*** TEXT EXCERPT ***
Jeffrey Lewis, director of the East Asia Non-Proliferation Program at the Middlebury Institute of International Studies, said he believed that a mishap occurred during the testing of the nuclear-powered cruise missile based on commercial satellite pictures and other data.

Using satellite photos, he and his team determined that the Russians last year appeared to have disassembled a facility for test-launching the missile at a site in Novaya Zemlya and moved it to the base near Nyonoksa.

The photos showed that a blue “environmental shelter” - under which the missiles are stored before launching – at Nyonoksa and rails on which the structure is rolled back appear to be the same as those removed from Novaya Zemlya.



Lewis and his team also examined Automatic Identification System (AIS) signals from ships located off the coast on the same day as the explosion. They identified one ship as the Serebryanka, a nuclear fuel carrier that they had tracked last year off Novaya Zemlya.
*** End of TEXT EXCERPT ***
*** ENTRIES SHOWN ***
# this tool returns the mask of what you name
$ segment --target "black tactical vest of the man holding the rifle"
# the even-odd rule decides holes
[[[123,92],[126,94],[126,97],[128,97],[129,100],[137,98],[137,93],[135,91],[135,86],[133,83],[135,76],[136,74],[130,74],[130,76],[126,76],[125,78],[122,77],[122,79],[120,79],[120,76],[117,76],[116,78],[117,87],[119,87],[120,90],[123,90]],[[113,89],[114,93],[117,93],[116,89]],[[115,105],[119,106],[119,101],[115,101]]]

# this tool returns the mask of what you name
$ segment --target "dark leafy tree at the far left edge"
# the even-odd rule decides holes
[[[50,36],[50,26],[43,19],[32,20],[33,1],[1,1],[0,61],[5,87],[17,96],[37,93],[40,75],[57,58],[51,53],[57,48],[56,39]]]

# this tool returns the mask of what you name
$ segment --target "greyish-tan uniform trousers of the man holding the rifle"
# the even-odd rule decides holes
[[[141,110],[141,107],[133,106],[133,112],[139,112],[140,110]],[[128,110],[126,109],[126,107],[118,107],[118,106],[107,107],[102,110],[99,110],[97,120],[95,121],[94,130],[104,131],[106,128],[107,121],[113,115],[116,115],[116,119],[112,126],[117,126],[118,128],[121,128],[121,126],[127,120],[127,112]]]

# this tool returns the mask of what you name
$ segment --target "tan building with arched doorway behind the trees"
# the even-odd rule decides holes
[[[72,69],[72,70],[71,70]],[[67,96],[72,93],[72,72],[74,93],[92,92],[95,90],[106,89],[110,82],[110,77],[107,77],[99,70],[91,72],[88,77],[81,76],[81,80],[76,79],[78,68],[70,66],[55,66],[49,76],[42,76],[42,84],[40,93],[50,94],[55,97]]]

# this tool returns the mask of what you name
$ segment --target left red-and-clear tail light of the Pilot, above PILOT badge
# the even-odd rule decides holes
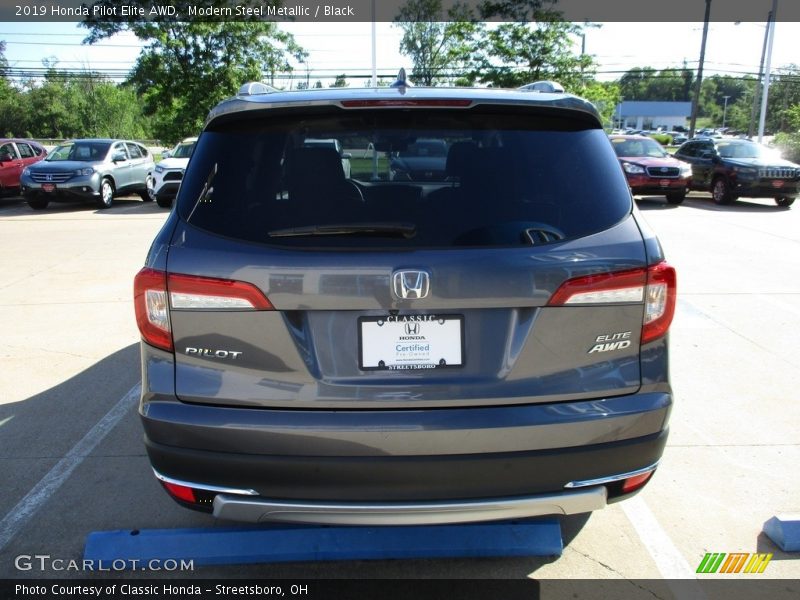
[[[169,274],[144,268],[133,283],[136,323],[148,344],[172,351],[169,310],[273,310],[256,286],[243,281]]]

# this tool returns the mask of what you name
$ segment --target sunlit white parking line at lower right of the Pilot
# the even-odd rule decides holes
[[[683,558],[683,555],[672,543],[669,535],[661,527],[655,515],[641,496],[636,496],[622,502],[622,510],[633,525],[642,545],[656,563],[661,576],[673,588],[679,588],[679,598],[693,598],[704,600],[705,593],[697,583],[695,572]],[[691,580],[679,582],[678,580]],[[678,589],[673,589],[677,592]],[[688,593],[688,595],[687,595]]]

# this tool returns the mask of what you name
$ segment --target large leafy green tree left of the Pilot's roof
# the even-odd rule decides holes
[[[146,0],[128,4],[150,5]],[[152,117],[154,134],[169,143],[198,132],[208,111],[235,94],[242,83],[291,71],[290,57],[297,61],[306,57],[294,38],[274,22],[174,22],[165,18],[82,25],[90,30],[86,43],[122,31],[145,42],[129,81],[144,113]]]

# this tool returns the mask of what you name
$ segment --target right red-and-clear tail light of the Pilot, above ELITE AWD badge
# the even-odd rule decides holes
[[[665,262],[642,269],[576,277],[559,287],[548,306],[644,303],[641,343],[667,333],[675,315],[675,269]]]

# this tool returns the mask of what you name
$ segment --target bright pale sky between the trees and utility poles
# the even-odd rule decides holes
[[[281,27],[310,53],[307,65],[297,68],[299,79],[327,84],[344,73],[357,86],[364,80],[356,76],[371,72],[371,23],[286,23]],[[775,27],[773,71],[800,64],[800,23],[779,22]],[[6,59],[12,68],[41,69],[43,60],[55,59],[59,68],[96,69],[122,77],[138,56],[138,41],[119,35],[96,46],[81,45],[86,32],[75,23],[0,22],[0,40],[6,42]],[[711,23],[704,73],[757,73],[764,33],[764,23]],[[378,72],[393,75],[400,67],[410,72],[411,61],[399,53],[401,31],[391,23],[377,23],[376,34]],[[613,80],[636,66],[663,69],[686,61],[695,68],[701,37],[702,23],[604,23],[586,30],[585,44],[587,54],[598,63],[598,78]],[[580,45],[576,38],[576,54]]]

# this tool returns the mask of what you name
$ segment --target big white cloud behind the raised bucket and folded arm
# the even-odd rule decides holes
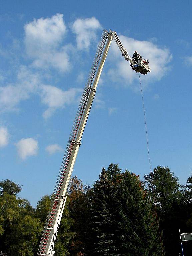
[[[160,80],[166,72],[170,69],[169,63],[171,61],[172,55],[169,49],[160,48],[153,42],[149,41],[139,41],[134,38],[119,36],[122,44],[128,49],[130,56],[134,51],[139,52],[144,59],[149,60],[151,72],[147,75],[142,75],[142,80],[146,83],[153,82],[155,80]],[[131,86],[133,89],[135,85],[133,82],[138,80],[139,75],[131,69],[129,62],[121,56],[120,50],[118,49],[115,42],[111,44],[112,54],[109,53],[110,59],[114,60],[115,67],[112,67],[108,75],[113,82],[123,83],[125,86]]]

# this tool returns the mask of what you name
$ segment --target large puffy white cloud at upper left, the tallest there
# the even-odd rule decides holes
[[[68,52],[71,45],[62,46],[67,28],[63,14],[51,18],[34,19],[24,26],[25,48],[29,57],[34,59],[32,66],[46,69],[49,67],[67,72],[71,69]]]

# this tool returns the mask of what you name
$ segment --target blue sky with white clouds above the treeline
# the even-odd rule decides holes
[[[0,179],[33,206],[53,192],[103,29],[150,62],[141,76],[152,168],[191,175],[190,1],[0,1]],[[139,77],[112,42],[73,175],[150,171]]]

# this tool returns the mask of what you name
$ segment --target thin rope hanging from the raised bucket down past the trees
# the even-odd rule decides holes
[[[148,151],[148,158],[149,158],[149,165],[150,165],[150,172],[152,172],[151,170],[151,161],[150,161],[150,156],[149,156],[149,143],[148,143],[148,134],[147,134],[147,123],[146,123],[146,115],[145,115],[145,106],[144,106],[144,100],[143,100],[143,90],[142,90],[142,86],[141,86],[141,79],[140,79],[140,73],[139,73],[139,82],[140,82],[140,88],[141,88],[141,96],[142,96],[142,102],[143,102],[143,112],[144,112],[144,119],[145,119],[145,132],[146,132],[146,139],[147,139],[147,151]],[[161,242],[161,249],[162,249],[162,256],[163,254],[163,243],[161,240],[161,233],[160,233],[160,229],[159,229],[159,221],[158,221],[158,217],[157,217],[157,209],[156,209],[156,199],[155,199],[155,194],[153,193],[153,199],[155,202],[155,215],[156,215],[156,219],[157,219],[157,226],[158,226],[158,231],[159,231],[159,238],[160,238],[160,242]]]

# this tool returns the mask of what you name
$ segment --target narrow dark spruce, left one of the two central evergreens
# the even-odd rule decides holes
[[[87,255],[114,255],[116,250],[113,230],[113,185],[109,173],[102,168],[99,180],[94,184]]]

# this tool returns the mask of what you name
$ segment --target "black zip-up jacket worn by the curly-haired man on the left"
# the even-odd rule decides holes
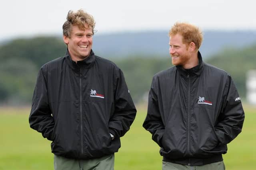
[[[120,68],[92,51],[76,64],[67,51],[40,69],[29,123],[54,154],[89,159],[117,152],[135,115]]]

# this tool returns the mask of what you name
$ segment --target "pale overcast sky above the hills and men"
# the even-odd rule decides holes
[[[97,34],[170,29],[176,21],[203,30],[256,30],[254,0],[4,0],[0,40],[62,33],[69,10],[86,10]]]

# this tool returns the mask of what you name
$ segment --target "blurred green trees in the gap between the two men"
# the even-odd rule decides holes
[[[134,102],[145,102],[154,74],[171,67],[170,57],[132,56],[122,60],[113,59],[122,69]]]

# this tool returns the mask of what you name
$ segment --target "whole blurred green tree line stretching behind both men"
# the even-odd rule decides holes
[[[0,103],[30,104],[40,67],[65,54],[66,45],[59,37],[14,39],[0,46]],[[97,51],[94,51],[97,55]],[[100,56],[104,57],[104,56]],[[112,58],[124,72],[136,103],[147,99],[152,76],[172,66],[170,57],[132,55]],[[245,49],[224,49],[208,58],[207,63],[228,71],[240,96],[245,96],[246,72],[256,69],[256,44]]]

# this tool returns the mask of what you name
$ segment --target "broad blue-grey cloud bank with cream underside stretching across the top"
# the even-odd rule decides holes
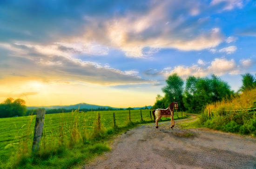
[[[97,1],[89,5],[86,1],[40,2],[36,16],[27,10],[34,9],[33,4],[10,1],[1,5],[0,11],[9,8],[0,23],[4,27],[0,28],[1,41],[47,43],[62,52],[84,55],[107,55],[109,48],[115,48],[129,57],[145,57],[163,48],[191,51],[216,47],[224,36],[217,27],[205,28],[209,17],[200,15],[217,13],[216,7],[242,7],[243,1],[212,0],[212,6],[198,0]],[[10,24],[7,18],[22,22]]]

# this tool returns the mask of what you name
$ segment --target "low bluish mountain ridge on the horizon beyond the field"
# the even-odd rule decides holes
[[[152,106],[147,106],[148,109],[150,109]],[[73,105],[54,105],[54,106],[28,106],[27,109],[31,110],[31,109],[38,109],[38,108],[45,108],[46,110],[49,109],[98,109],[98,108],[111,108],[111,109],[120,109],[120,108],[116,108],[116,107],[110,107],[110,106],[101,106],[101,105],[95,105],[95,104],[87,104],[87,103],[79,103],[79,104],[73,104]],[[143,109],[144,107],[133,107],[133,109],[137,110],[137,109]],[[126,109],[126,108],[122,108],[122,109]]]

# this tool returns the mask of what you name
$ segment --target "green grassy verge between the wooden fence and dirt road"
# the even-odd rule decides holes
[[[181,117],[180,114],[179,116]],[[182,118],[186,118],[186,116]],[[178,119],[178,117],[175,117],[175,119]],[[161,121],[168,120],[162,118]],[[28,142],[30,138],[25,136],[20,140],[19,146],[13,151],[10,159],[6,163],[0,163],[0,168],[76,168],[84,163],[88,163],[95,156],[109,151],[111,149],[109,144],[115,136],[140,124],[152,122],[154,121],[128,122],[121,127],[104,127],[101,125],[101,130],[98,130],[96,127],[93,130],[80,130],[74,123],[74,125],[69,126],[70,131],[63,133],[60,137],[43,138],[41,150],[37,154],[31,153],[31,145]]]

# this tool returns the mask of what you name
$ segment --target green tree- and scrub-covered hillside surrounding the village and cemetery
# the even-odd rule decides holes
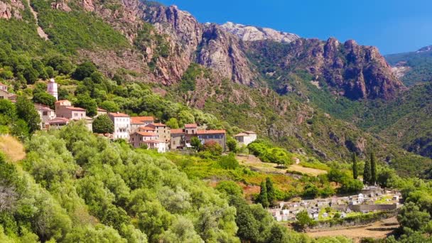
[[[18,96],[15,104],[0,100],[0,134],[14,141],[0,147],[0,242],[350,242],[311,239],[287,226],[313,222],[281,224],[268,207],[279,200],[358,194],[365,162],[374,156],[374,178],[365,183],[400,189],[409,202],[396,237],[426,242],[431,236],[432,85],[416,85],[387,101],[348,99],[303,70],[311,58],[298,57],[300,68],[293,70],[275,65],[291,48],[278,43],[268,43],[264,54],[247,53],[259,74],[255,86],[196,63],[185,65],[178,80],[163,79],[163,68],[178,68],[169,62],[185,61],[171,56],[184,43],[141,20],[136,26],[121,22],[125,12],[117,11],[117,1],[93,2],[116,13],[112,21],[77,1],[68,2],[71,11],[52,3],[30,2],[47,41],[38,36],[25,1],[23,19],[0,19],[0,82]],[[135,32],[128,32],[131,26]],[[102,68],[83,53],[102,56],[100,63],[119,61]],[[131,65],[129,58],[138,61]],[[417,73],[409,77],[428,75]],[[225,129],[231,146],[227,153],[196,146],[159,154],[92,134],[80,122],[39,131],[33,104],[54,106],[45,92],[50,78],[60,85],[59,99],[90,116],[101,107],[153,116],[173,129],[197,123]],[[257,131],[259,140],[239,147],[232,137],[245,130]],[[353,154],[360,157],[354,167]],[[240,157],[261,167],[242,164]],[[297,160],[299,168],[321,173],[291,171]],[[394,236],[389,242],[396,242]]]

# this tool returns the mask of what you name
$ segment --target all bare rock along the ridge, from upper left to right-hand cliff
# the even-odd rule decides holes
[[[107,51],[79,50],[83,58],[90,58],[104,67],[110,76],[115,75],[112,70],[126,68],[139,73],[148,82],[174,85],[191,63],[198,63],[211,68],[221,78],[257,87],[268,85],[271,80],[266,78],[267,72],[261,64],[272,63],[264,69],[283,69],[283,73],[277,74],[278,86],[282,87],[286,86],[284,80],[291,72],[306,70],[313,79],[303,81],[321,82],[331,87],[334,95],[350,99],[392,99],[404,88],[377,48],[357,45],[354,41],[342,45],[333,38],[327,42],[302,39],[269,28],[234,23],[202,24],[177,6],[163,6],[152,1],[65,0],[53,2],[50,8],[70,12],[73,3],[95,13],[141,50],[136,53],[129,48],[123,51],[121,58],[111,55],[108,59],[105,58]],[[31,4],[36,11],[46,11],[33,1]],[[150,28],[148,23],[154,28],[150,31],[151,37],[143,35]],[[41,21],[40,26],[44,25]],[[49,23],[46,25],[50,28]],[[270,45],[275,43],[284,49],[277,54],[279,60],[273,60],[275,53],[270,50]],[[251,58],[251,53],[255,58]],[[257,56],[264,59],[257,60]],[[281,89],[277,87],[276,90]]]

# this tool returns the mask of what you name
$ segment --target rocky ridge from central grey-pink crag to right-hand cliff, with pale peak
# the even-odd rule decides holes
[[[323,80],[338,95],[350,99],[392,99],[404,89],[377,48],[355,41],[340,44],[334,38],[327,42],[301,39],[291,33],[234,23],[200,24],[190,13],[175,6],[150,6],[145,12],[146,21],[171,36],[171,40],[182,43],[180,55],[244,85],[255,85],[253,80],[258,75],[254,70],[260,70],[260,64],[274,55],[281,55],[268,48],[276,42],[284,45],[285,51],[274,63],[274,69],[307,70],[315,80],[306,82]],[[265,60],[254,60],[251,65],[250,55],[247,56],[251,52]],[[283,80],[289,72],[280,75]]]

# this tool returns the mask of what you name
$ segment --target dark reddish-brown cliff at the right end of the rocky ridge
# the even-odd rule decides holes
[[[404,89],[377,48],[358,45],[355,41],[342,44],[335,38],[328,41],[301,38],[277,45],[258,41],[249,44],[248,51],[253,54],[255,63],[272,60],[270,69],[280,70],[272,75],[287,77],[298,70],[306,70],[313,75],[311,82],[317,85],[325,82],[335,95],[350,99],[392,99]],[[269,67],[261,72],[267,69]]]

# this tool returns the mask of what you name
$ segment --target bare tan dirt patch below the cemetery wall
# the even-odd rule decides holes
[[[370,237],[374,239],[384,239],[394,232],[394,229],[399,227],[396,217],[391,217],[387,220],[374,222],[372,225],[363,227],[352,227],[345,229],[328,229],[325,231],[308,232],[310,237],[335,237],[344,236],[353,240],[353,242],[360,242],[362,238]]]

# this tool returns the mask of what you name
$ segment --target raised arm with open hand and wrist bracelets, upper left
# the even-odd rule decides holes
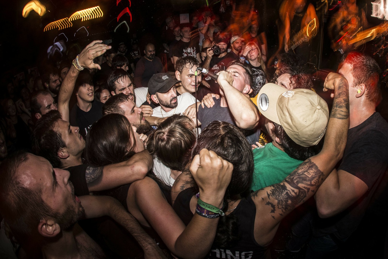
*** End of ENTRIES SHOWN ***
WORK INSTRUCTIONS → In the excerpt about the suspected Russian missile mishap, what kind of ship was the Serebryanka identified as?

WRITTEN RESPONSE → A nuclear fuel carrier.